# NLP best practices

<details>

<summary>⭐️ Best practices to create good intents</summary>

Some tips to create the best intents:

* **Use intents that you already have**

Have customer data like FAQs? Analyze it to see which questions are most common and important, then program your bot to handle those. Calculate each question's volume to prioritize them. Unsure what users need? Start with a simple click-bot to gather data, then use that info to define your bot's intents.

* **Start small**

Start small. If your bot can handle 5 out of 15 questions but covers 80% of queries, that's a great start. This allows your team to address the remaining 20%. Add new intents based on user data and let your bot grow naturally. It's better to start small and excel than to do too much and fail.

* **Balance the number of expressions per intent**

It’s important to have about the same number of expressions per intent to make sure that the bot doesn't train more on intents with a large expression count, ignoring the ones with a less expressions.

* **Revise and optimize**

Start with a general intent to trigger a basic flow, then add follow-up questions to understand user needs better, allowing you to refine intents later.

For example, in a telco support bot:

1. Issue with phone
2. Issue with wifi

Each intent can cover multiple issues (battery, screen, software, lost order for phones; connection types for wifi). Use follow-up questions to specify the problem (e.g., phone model, modem type). Over time, analyze user messages: if users often specify phone models but not wifi issues, create more intents or use entities for phones while keeping wifi intents broad. Creating intents is an ongoing, iterative process.

* **Avoid conflict**

When intents are very similar, merge them to avoid confusion. For example, if you have intents for booking train and bus tickets, merge them into one 'booking tickets' intent, and differentiate by the transportation mode entity.

</details>

<details>

<summary>⭐️ Best practices to create good expressions</summary>

Creating a good set of expressions is key to create a smart bot. The accuracy of your bot stands or falls with the quality of your expressions, so make sure to spend enough time on this, as well as reviewing them regularly.

Here are some tips & tricks for creating good expressions:

* **Use diverse expressions in terms of vocabulary and structure**

For more information, read our [dedicated article](https://docs.chatlayer.ai/nlp/natural-language-processing-nlp/how-to-nlp/creating-diverse-expressions).

* **Use real live data**

Chances are there are already a lot of user expressions which you can feed to your bot. Think customer support logs, social media posts, comments on your company's forum etc.

* **Use pre-built intents**

No need to reinvent the wheel when you can download the wheel directly on the Chatlayer platform! We have a lot of [pre-built intents](https://docs.chatlayer.ai/navigation/natural-language-processing-nlp/intents#from-prebuilt-intents) ready for you to use. Simply download them, train the NLP, and you're good to go!

* **Be specific**

Expressions must match a specific intent. For **change\_address**, phrases like *I have a question* are too vague. For **forgot\_password**, *I forgot it* is insufficiently specific. Be clear and precise.
━━━━━━━━━━
■ GIVEN EXERCISE 1
Translate this sentence from the NLP best practices page into Spanish: "Creating intents is an ongoing, iterative process."
■ GIVEN EXERCISE 2
From the NLP best practices page, copy word for word the passage from "Chances are there" up to and including "good to go!".
━━━━━━━━━━
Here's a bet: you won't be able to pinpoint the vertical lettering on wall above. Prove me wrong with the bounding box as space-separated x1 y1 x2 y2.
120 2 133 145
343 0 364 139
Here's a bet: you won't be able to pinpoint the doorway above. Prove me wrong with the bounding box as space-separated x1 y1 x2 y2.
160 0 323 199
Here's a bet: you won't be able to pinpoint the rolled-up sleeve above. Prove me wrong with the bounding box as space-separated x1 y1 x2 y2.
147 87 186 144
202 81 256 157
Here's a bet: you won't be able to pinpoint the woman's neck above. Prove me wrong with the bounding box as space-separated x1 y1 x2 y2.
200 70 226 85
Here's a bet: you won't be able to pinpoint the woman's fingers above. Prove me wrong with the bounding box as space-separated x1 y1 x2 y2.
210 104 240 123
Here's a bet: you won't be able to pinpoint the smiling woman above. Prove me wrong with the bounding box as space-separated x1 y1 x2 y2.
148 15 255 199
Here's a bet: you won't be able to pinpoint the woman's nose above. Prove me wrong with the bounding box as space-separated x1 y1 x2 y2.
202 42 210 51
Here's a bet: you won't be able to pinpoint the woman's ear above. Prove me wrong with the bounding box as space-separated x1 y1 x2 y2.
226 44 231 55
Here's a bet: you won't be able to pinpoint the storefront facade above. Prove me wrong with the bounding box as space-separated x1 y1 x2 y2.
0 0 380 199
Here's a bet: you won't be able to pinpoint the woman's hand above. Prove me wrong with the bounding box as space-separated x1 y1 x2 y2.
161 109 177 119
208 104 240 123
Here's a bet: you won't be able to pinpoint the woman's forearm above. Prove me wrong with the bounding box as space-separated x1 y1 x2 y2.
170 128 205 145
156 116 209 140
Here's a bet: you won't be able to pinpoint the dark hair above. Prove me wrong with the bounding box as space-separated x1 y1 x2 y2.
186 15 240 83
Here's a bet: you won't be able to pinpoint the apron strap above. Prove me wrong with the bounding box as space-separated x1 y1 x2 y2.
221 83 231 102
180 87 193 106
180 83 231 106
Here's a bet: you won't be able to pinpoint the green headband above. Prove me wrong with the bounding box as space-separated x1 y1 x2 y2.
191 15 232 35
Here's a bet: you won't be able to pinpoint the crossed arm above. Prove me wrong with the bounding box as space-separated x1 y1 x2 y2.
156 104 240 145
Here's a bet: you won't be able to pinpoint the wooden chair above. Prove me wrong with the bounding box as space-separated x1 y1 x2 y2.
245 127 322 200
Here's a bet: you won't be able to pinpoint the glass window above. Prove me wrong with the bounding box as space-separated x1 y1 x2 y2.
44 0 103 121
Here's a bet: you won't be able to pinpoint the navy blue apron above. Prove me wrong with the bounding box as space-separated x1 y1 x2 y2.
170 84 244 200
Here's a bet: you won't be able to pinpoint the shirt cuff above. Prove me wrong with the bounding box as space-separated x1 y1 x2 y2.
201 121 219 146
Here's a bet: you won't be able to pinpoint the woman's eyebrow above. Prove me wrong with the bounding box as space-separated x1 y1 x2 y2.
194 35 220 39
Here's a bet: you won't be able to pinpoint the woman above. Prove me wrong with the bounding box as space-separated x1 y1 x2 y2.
━━━━━━━━━━
■ FINAL ANSWER 1
Crear intenciones es un proceso continuo e iterativo.

■ FINAL ANSWER 2
Chances are there are already a lot of user expressions which you can feed to your bot. Think customer support logs, social media posts, comments on your company's forum etc.

* **Use pre-built intents**

No need to reinvent the wheel when you can download the wheel directly on the Chatlayer platform! We have a lot of [pre-built intents](https://docs.chatlayer.ai/navigation/natural-language-processing-nlp/intents#from-prebuilt-intents) ready for you to use. Simply download them, train the NLP, and you're good to go!